> [Extract to read]:
************

Innovation is the new black. It’s on the lips on many companies these days, regardless of industry or sector. Just look at the slogans, mottos, and company values out there. You’d think everyone is innovating. Many self-proclaimed innovators, however, are actually higly risk-averse organizations fiercely protecting the status quo, whether they know it or not.

Sure, these companies are well-managed and successful. But that doesn’t mean they are innovators. In fact, Clayton Christensen, professor at Harvard, might say that many established companies are in what calls an “innovator’s dilemma”: The same management techniques that have made them industry leaders also hinder them from developing disruptive technologies that ultimately steal away their markets. See his best-selling book, The Innovator’s Delimma.

In The Myths of Innovation, author Scott Berkun also points out that many traditional companies aren’t motivated to change:

“It’s both a psychological and economical phenomenon: as people and companies age, they have more to lose. They’re not willing to spend years chasing dreams or to endanger what they’ve worked so hard to build. Attitudes focus on security, risk aversion, and optimization of the status quo eventually become dominant positions, and even become organizational policy at companies that were once young, nimble, and innovative. Even its success enabled it to grow into mainstream business, diminishing their interest and capacity for new ideas.” (p. 62).

He also writes: “Few managers recognize that their training and experience, designed to protect what exists, work against the forces needed for innovation.” (p. 96).

But by definition, innovation means being open to new ideas: something has to change for an innovation to take place. Innovation also requires taking some kind of risk. Of course, risk isn’t a bad thing—it brings opportunity as well. The problem is that not everyone likes new ideas or risk, and that’s a problem, which the Berkun discusses in Chapter 4.

More importantly, there is a prevailing oversimplified view of innovation fueled by myths. Myths, in general, provide compact, uncomplicated ways of understanding the past. And the field of innovation it is no different. “We want innovation explained in neat packages.” (p. 71). People like romantic stories about the secret magical moment that spawned a new innovation, for instance. As a result, misconceptions about innovation arise.

Berkun makes it very clear throughout the book that innovation doesn’t happen this way. Instead, there many processes involved, and the road to innovation is rarely a straight line. This view of innovation is refreshing, and it’s a true strength of the book. Berkun clearly takes a holistic view on innovation, describing it ecology rather than a single method or process.

Innovation is like a complex puzzle, he says, filled with trial and error. And like a doing a jigsaw puzzle, rarely are you able to pick up a piece and have it fit on the first try. A good example of this (one not mentioned in the book) is the development of the Dyson vacuum cleaner. The inventor, Sir James Dyson, is reported to have gone through 5126 prototypes before getting to the final product on the market today. (See: “Failure Doesn’t Suck”). This also recalls a saying by Thomas Alva Edison: “I have not failed. I’ve just found 10,000 ways that won’t work.”

************

> [Extracted records]:
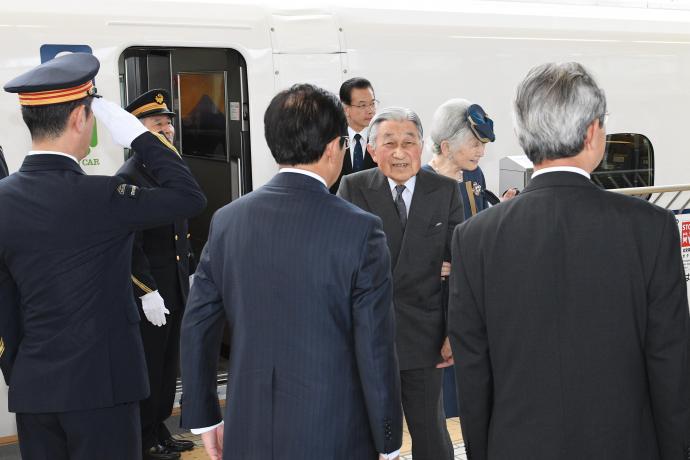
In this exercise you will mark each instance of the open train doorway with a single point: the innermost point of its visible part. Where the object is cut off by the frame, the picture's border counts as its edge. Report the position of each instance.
(208, 87)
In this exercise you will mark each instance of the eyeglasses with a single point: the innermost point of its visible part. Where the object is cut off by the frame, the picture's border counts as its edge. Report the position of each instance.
(346, 141)
(371, 105)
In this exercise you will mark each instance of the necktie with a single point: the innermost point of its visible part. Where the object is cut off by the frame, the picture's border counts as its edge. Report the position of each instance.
(358, 156)
(400, 205)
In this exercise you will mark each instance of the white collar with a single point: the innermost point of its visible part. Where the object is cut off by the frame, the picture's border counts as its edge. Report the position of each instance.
(574, 169)
(409, 185)
(50, 152)
(304, 172)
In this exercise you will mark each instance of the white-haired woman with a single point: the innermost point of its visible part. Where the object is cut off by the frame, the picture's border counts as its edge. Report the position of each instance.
(459, 133)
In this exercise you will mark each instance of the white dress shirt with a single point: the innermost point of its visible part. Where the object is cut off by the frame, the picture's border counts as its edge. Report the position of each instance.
(407, 193)
(574, 169)
(305, 172)
(50, 152)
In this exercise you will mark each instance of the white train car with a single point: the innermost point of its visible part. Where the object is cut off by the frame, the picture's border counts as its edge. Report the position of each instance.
(223, 61)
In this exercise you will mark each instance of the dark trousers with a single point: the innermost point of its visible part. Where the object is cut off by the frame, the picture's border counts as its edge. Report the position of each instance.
(110, 433)
(423, 407)
(162, 350)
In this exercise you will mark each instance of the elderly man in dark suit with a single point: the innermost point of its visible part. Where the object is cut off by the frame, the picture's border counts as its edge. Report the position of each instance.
(568, 309)
(419, 210)
(161, 266)
(65, 254)
(303, 278)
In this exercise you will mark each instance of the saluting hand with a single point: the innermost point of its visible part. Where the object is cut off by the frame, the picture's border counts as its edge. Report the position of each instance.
(123, 126)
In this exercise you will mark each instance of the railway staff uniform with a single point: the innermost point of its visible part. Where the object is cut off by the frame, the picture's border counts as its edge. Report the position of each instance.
(76, 364)
(161, 265)
(568, 313)
(4, 172)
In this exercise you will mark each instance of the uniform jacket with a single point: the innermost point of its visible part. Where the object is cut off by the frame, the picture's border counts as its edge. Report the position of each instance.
(569, 327)
(162, 259)
(303, 279)
(65, 256)
(417, 255)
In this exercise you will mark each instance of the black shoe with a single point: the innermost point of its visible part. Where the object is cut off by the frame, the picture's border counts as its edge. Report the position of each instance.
(177, 445)
(159, 452)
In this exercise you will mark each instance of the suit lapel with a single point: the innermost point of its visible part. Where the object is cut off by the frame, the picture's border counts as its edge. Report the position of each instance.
(380, 202)
(420, 210)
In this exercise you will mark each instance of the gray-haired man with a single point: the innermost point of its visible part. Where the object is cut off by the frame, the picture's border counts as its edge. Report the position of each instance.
(419, 210)
(571, 336)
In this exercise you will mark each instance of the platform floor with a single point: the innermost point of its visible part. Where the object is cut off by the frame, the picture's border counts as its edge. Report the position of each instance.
(405, 451)
(11, 452)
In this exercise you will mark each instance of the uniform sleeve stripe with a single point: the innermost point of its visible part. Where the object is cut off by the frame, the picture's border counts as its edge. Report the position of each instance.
(141, 285)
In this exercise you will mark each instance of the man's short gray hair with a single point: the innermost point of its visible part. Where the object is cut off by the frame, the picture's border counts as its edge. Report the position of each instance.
(450, 124)
(554, 105)
(393, 114)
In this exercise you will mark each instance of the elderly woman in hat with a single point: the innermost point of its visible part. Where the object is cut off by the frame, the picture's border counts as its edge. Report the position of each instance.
(459, 134)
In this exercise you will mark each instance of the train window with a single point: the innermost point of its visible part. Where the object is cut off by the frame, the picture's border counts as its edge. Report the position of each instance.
(203, 121)
(628, 162)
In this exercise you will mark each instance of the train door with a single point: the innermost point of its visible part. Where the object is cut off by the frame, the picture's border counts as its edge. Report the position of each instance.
(208, 87)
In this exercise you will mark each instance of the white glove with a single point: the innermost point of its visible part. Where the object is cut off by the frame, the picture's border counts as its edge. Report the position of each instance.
(154, 308)
(123, 126)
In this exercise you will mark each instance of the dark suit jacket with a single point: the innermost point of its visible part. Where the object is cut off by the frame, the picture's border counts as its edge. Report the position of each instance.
(4, 172)
(569, 326)
(417, 256)
(303, 279)
(162, 257)
(65, 250)
(347, 167)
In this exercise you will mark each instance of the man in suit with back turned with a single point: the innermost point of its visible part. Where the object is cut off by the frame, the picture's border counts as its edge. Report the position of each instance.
(568, 309)
(303, 278)
(419, 210)
(75, 360)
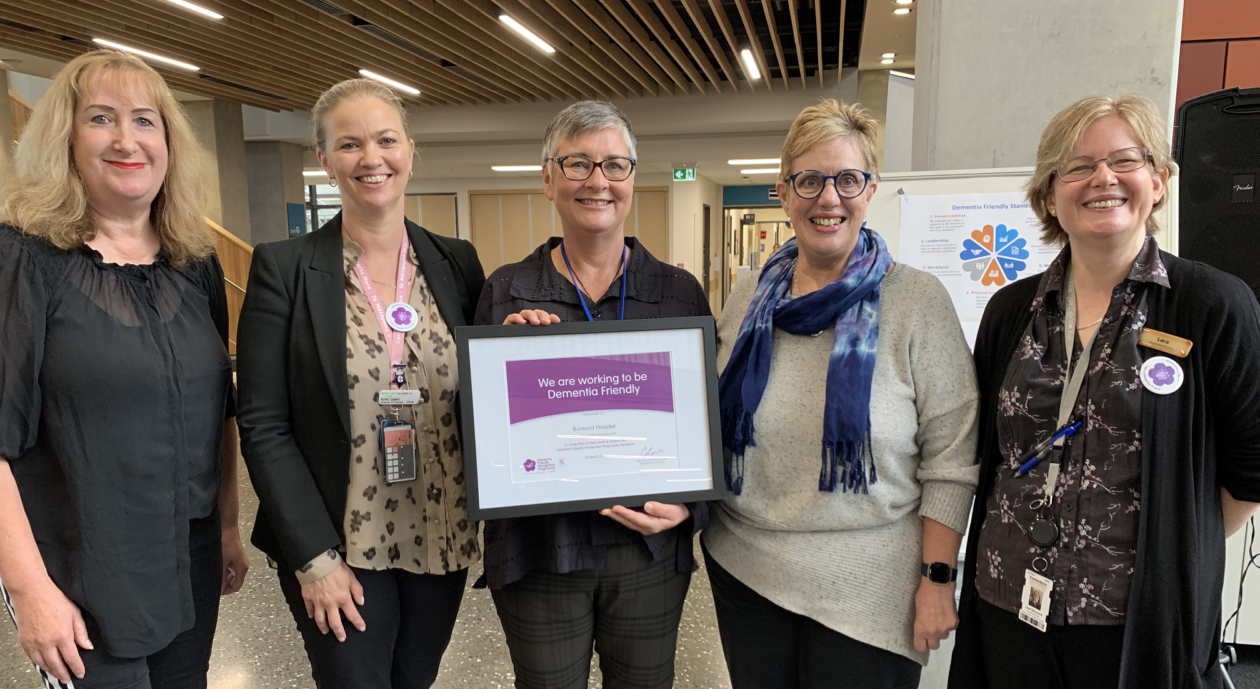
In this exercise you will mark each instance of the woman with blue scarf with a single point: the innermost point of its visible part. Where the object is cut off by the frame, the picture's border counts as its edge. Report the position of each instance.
(849, 416)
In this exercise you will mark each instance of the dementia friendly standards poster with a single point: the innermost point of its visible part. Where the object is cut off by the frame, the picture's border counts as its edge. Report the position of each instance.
(974, 243)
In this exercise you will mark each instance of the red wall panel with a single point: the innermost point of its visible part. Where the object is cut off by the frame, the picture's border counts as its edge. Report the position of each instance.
(1201, 69)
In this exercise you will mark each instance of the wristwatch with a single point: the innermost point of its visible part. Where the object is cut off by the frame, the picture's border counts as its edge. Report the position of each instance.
(939, 572)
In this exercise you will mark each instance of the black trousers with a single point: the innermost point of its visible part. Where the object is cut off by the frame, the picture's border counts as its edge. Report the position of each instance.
(770, 648)
(629, 610)
(1016, 654)
(408, 622)
(184, 661)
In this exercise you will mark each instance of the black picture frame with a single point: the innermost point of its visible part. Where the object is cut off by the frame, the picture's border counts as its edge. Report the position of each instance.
(468, 421)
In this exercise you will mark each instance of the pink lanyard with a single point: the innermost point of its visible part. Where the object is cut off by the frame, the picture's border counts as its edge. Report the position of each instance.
(393, 338)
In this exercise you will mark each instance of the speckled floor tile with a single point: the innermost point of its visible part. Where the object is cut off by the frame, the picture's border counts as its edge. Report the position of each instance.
(257, 645)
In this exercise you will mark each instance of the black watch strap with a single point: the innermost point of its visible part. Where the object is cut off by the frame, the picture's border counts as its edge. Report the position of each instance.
(939, 572)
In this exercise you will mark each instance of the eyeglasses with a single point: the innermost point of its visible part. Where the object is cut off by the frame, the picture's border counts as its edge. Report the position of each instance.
(580, 168)
(1125, 160)
(849, 184)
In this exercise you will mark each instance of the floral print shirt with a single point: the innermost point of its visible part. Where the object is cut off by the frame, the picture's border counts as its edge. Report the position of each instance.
(417, 525)
(1096, 496)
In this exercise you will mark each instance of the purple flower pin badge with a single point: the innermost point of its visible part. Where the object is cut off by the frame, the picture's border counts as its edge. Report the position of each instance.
(1162, 375)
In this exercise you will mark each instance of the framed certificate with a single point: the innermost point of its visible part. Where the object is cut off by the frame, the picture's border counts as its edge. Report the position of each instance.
(584, 416)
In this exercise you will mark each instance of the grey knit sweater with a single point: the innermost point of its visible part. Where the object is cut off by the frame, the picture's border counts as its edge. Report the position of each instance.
(851, 562)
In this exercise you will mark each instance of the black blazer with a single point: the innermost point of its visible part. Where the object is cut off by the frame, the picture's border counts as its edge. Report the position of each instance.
(1203, 436)
(294, 398)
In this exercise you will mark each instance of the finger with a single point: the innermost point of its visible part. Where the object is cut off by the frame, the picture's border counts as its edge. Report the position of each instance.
(81, 632)
(69, 654)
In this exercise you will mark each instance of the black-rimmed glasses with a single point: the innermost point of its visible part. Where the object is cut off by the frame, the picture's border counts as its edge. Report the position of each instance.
(580, 168)
(1125, 160)
(849, 184)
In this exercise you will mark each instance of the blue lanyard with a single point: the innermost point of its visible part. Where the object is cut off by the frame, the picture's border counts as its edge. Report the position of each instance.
(621, 310)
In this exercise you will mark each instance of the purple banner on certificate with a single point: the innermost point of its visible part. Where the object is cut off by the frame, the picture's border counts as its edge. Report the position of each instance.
(548, 387)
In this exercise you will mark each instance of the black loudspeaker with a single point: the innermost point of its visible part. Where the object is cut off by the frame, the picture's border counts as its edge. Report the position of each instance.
(1217, 149)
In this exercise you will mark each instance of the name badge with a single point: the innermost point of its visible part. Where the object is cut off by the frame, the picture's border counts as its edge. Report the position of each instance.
(1035, 600)
(397, 398)
(1166, 343)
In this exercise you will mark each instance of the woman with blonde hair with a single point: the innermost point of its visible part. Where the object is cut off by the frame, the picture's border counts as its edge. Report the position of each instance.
(1119, 432)
(117, 447)
(832, 558)
(337, 323)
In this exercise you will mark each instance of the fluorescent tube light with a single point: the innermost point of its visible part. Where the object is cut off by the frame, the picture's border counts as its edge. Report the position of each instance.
(198, 9)
(145, 54)
(750, 64)
(389, 82)
(526, 33)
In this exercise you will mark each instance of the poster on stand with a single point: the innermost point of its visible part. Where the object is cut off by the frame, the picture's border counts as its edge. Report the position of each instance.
(585, 416)
(975, 244)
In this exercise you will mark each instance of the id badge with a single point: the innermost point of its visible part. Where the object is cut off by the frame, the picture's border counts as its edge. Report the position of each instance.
(1035, 600)
(398, 442)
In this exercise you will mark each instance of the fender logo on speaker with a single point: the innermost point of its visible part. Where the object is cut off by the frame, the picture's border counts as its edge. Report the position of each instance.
(1244, 188)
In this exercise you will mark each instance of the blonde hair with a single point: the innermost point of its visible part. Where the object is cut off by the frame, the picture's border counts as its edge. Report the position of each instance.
(45, 195)
(1066, 131)
(352, 90)
(827, 121)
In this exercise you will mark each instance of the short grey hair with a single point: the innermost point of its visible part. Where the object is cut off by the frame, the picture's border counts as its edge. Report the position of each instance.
(584, 117)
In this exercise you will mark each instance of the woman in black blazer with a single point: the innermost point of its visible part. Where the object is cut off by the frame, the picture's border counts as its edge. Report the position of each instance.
(362, 500)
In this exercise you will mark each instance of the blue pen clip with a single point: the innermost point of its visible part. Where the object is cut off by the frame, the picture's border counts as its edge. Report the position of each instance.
(1035, 455)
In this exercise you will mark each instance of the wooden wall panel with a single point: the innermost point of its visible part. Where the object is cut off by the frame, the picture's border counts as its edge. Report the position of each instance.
(1201, 69)
(1242, 64)
(486, 232)
(1220, 19)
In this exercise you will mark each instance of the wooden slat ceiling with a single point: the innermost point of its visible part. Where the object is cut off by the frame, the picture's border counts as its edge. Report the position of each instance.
(281, 54)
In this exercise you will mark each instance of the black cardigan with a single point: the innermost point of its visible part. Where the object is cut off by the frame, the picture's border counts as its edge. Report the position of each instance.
(294, 397)
(1201, 437)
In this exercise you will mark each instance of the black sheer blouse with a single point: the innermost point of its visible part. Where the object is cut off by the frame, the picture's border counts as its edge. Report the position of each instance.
(115, 383)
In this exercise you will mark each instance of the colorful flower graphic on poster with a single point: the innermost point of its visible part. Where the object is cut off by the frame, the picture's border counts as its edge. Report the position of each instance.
(994, 255)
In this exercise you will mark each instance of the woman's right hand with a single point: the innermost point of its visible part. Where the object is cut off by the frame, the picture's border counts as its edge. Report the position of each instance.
(51, 630)
(332, 596)
(531, 316)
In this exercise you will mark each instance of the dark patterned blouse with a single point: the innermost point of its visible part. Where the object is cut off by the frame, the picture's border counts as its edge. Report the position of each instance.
(1096, 496)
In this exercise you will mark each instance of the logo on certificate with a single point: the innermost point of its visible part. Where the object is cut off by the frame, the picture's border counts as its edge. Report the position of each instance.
(994, 255)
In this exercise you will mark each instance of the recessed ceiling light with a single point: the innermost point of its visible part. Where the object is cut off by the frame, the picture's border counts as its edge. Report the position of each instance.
(198, 9)
(146, 54)
(389, 82)
(750, 64)
(526, 33)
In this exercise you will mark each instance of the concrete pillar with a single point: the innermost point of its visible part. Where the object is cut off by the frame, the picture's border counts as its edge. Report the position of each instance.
(275, 176)
(990, 73)
(221, 131)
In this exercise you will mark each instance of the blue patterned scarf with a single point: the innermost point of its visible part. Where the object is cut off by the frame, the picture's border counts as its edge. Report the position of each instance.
(851, 305)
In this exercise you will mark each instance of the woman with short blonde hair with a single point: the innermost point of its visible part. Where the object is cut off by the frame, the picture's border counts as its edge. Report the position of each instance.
(832, 557)
(1119, 425)
(117, 446)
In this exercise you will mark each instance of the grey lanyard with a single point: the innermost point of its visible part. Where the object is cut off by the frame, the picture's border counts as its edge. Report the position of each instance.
(1074, 377)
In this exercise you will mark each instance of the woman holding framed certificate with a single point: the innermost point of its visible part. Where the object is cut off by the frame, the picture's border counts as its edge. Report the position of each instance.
(614, 578)
(348, 382)
(832, 561)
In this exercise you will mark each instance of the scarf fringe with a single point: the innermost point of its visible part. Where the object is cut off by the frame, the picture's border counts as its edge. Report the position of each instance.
(848, 465)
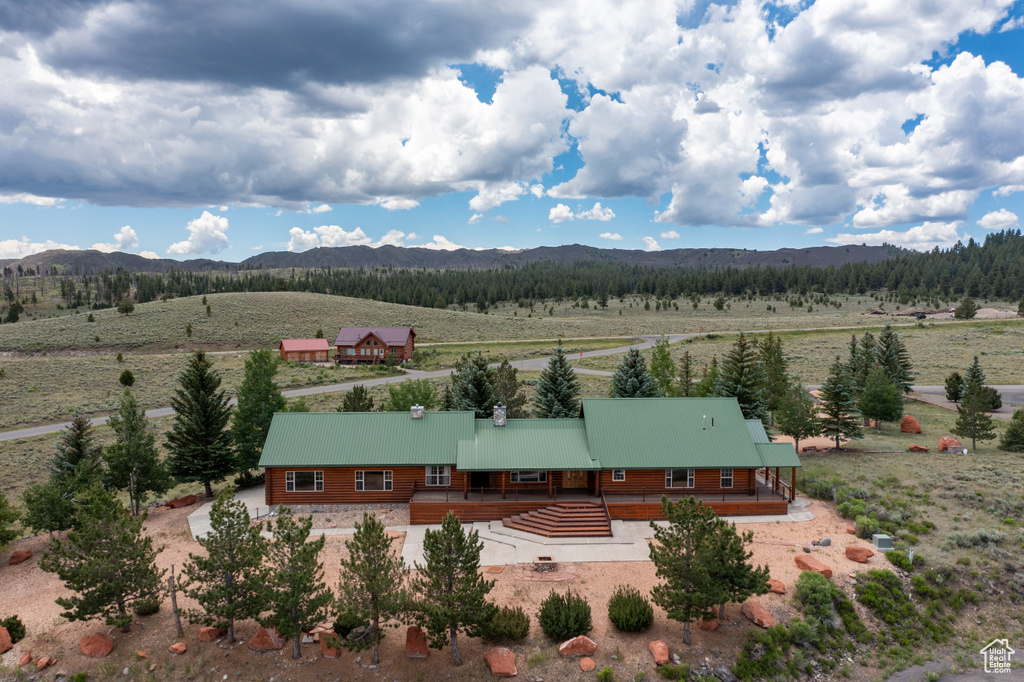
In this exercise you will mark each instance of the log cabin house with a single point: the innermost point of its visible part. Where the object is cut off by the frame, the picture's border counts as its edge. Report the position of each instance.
(374, 344)
(621, 455)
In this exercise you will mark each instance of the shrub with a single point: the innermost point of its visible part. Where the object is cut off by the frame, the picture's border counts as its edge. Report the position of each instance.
(508, 624)
(564, 616)
(629, 610)
(14, 628)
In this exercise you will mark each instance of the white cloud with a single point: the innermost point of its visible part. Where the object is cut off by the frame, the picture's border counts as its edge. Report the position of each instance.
(923, 238)
(651, 244)
(22, 248)
(1001, 219)
(123, 240)
(206, 235)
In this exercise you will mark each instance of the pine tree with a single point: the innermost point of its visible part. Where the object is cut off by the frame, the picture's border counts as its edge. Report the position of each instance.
(107, 561)
(1013, 437)
(357, 399)
(881, 399)
(664, 370)
(133, 464)
(508, 390)
(471, 386)
(740, 377)
(683, 558)
(632, 379)
(838, 411)
(230, 582)
(451, 587)
(894, 359)
(259, 398)
(972, 422)
(298, 597)
(199, 444)
(797, 416)
(557, 389)
(372, 577)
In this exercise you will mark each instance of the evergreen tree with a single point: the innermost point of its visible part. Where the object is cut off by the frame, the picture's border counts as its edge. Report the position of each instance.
(632, 379)
(259, 398)
(683, 558)
(199, 444)
(1013, 437)
(740, 377)
(508, 390)
(298, 597)
(230, 582)
(894, 359)
(557, 389)
(452, 588)
(133, 464)
(107, 561)
(881, 399)
(663, 370)
(838, 411)
(401, 396)
(471, 386)
(797, 416)
(371, 587)
(972, 422)
(357, 399)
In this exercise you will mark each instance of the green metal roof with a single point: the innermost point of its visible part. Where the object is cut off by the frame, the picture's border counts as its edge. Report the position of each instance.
(526, 444)
(655, 433)
(777, 454)
(368, 438)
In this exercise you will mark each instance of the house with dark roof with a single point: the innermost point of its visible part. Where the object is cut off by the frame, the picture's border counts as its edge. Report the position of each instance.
(374, 344)
(621, 455)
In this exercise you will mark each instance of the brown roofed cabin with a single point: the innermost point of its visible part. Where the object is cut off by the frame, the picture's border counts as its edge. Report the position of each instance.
(374, 344)
(304, 350)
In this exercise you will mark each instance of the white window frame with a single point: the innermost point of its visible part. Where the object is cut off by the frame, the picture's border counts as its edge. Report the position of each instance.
(437, 475)
(317, 481)
(531, 476)
(689, 478)
(360, 480)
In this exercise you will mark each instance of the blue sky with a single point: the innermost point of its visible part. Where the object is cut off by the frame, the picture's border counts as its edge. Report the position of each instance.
(186, 129)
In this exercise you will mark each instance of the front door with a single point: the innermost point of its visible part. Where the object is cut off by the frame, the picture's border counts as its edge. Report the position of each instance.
(573, 479)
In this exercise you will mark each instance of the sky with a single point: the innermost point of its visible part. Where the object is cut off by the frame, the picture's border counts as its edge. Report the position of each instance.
(189, 128)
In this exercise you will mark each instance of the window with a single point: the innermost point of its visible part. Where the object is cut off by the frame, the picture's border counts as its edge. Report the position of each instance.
(373, 480)
(438, 475)
(303, 481)
(679, 477)
(529, 476)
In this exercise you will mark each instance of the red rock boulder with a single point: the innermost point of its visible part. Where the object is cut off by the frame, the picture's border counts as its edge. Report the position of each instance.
(416, 643)
(858, 553)
(578, 646)
(96, 646)
(266, 639)
(909, 425)
(757, 613)
(660, 651)
(501, 662)
(810, 563)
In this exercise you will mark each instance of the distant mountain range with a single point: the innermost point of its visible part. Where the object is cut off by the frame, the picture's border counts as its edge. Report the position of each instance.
(94, 262)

************

> [Exercises]:
A. In the passage on innovation, condense the paragraph that begins "More importantly, there is a prevailing oversimplified view" into a short bulleted list that keeps its main facts.
B. Pick up the passage on innovation after its final sentence and keep writing it.

> [Responses for each task]:
A.
- A widespread, oversimplified view of innovation is fueled by myths.
- Myths offer compact, uncomplicated ways to understand the past, and innovation is no exception: "We want innovation explained in neat packages" (p. 71).
- People are drawn to romantic stories about a secret, magical moment that produced an innovation.
- As a result, misconceptions about innovation arise.

B.
So generally you don’t have a single, lone innovativor who then has a moment of epiphany. The idea of the apple falling on Newton’s head–an apocryphal tale at best–is nice for grade school classes, but has little to do with the years of hard work and trial and error he went through, not to mention the hundreds of influences from the outside. Berkun illustrates the complicated road to successful innovation with many compelling examples throughout the book.

The problem is that many organizations aren’t set up for failure and creative exploration. There are often very clear objectives with a high price tag associated with them, as well as many jobs riding on any business initiative. Most work environments simply don’t foster creativity and innovative thinking. This is a loss of potential innovation. “The truth is that we all have innate skills for solving problems and finding ideas: we’ve just lost our way.” (p. 83).

Another myth: we believe that good ideas will look their part in a very obvious way, and we expect to recognize an innovation on sight. The first computer mouse, as Berkun points out, was an ugly block of wood with a wheel and cord. No one saw it and thought, “Wow. This is going to help revolutionize the accessibility of computers to non-computer specialists.” Or consider this: how many people said after the Wright brothers’ first short, wobbly flight, “This invention is clearly the beginning of a multi-billion dollar industry that will change the world”? There were no crowds in Kitty Hawk that day to cheer on the innovation. In fact, it took six years before they even sold the first airplane.

A recent article in Business Week entitled “The Long Nose of Innovation” by Bill Buxton reinforces this notion. I blogged this previously. He writes: “An idea may well start with an invention, but the bulk of the work and creativity is in that idea’s augmentation and refinement.” Ideas sometimes need lots of time to get traction on their way to becoming true innovations.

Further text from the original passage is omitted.